#### What needs to be done:
Without the pictures, output all of the data exactly.

Image-grounded pointing data
________________
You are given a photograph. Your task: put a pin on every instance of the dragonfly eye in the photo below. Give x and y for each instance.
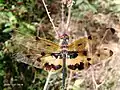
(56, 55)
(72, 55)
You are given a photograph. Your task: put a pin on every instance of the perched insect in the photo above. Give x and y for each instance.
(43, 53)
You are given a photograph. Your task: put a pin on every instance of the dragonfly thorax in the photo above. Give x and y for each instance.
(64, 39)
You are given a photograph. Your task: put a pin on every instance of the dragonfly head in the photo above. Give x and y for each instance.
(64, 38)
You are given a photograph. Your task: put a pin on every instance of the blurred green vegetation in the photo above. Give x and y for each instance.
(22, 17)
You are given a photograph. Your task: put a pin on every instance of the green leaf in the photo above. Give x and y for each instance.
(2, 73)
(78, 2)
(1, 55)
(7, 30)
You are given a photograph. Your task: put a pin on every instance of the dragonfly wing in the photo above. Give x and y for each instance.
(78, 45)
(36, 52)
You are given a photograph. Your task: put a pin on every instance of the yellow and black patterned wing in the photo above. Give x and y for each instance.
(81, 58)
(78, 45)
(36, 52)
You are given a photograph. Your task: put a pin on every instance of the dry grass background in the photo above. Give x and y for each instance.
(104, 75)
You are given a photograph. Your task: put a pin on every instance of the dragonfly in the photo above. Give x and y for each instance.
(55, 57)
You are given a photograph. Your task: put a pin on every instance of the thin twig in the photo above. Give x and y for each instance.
________________
#### Solution to the problem:
You are given a photograph. Your task: put a pin on every instance of the dragonfly eye in the photo below. Give x and y for each instance.
(56, 55)
(72, 55)
You are given a photograph. Your task: put a pin on every instance of the perched insect in the photo above. Give x and y for each instance.
(43, 53)
You are given a photograph. Your task: put a pin on every instance of the dragonfly thorax in the photo above. Give x and y for each instance.
(64, 39)
You are given a photograph. Your task: put a pin on every instance of the dragonfly head in the photo above. Give x and y for each instance.
(64, 38)
You are given a photograph. Your task: put a pin on every instance of the blurred green vegetation in the photo above. Give x and y for each instance.
(22, 17)
You are given a photograph. Your task: put a pin on every instance of the green leaf in the photo above. Give x and y for each instance.
(2, 73)
(78, 2)
(1, 55)
(7, 30)
You are given a photograph. Your task: put a pin on every instance of the dragonfly wing in the photo above. Give x and y for each instance.
(78, 45)
(36, 52)
You are given a photograph. Your task: put a pin on every instance of the yellow and black patterned wing in the photo above. Give x and y for each instance.
(81, 58)
(78, 45)
(36, 52)
You are given a photograph. Your task: put a pin on every instance of the dry grass background in the photo above. Give x and y for each instance.
(104, 75)
You are given a photograph. Your task: put a pin on every instance of the dragonfly in the photo above. Give x and y for each instance.
(55, 57)
You are given a photograph. Your task: put a pin on every instance of the thin twig in the photo above. Give x and y for each instance.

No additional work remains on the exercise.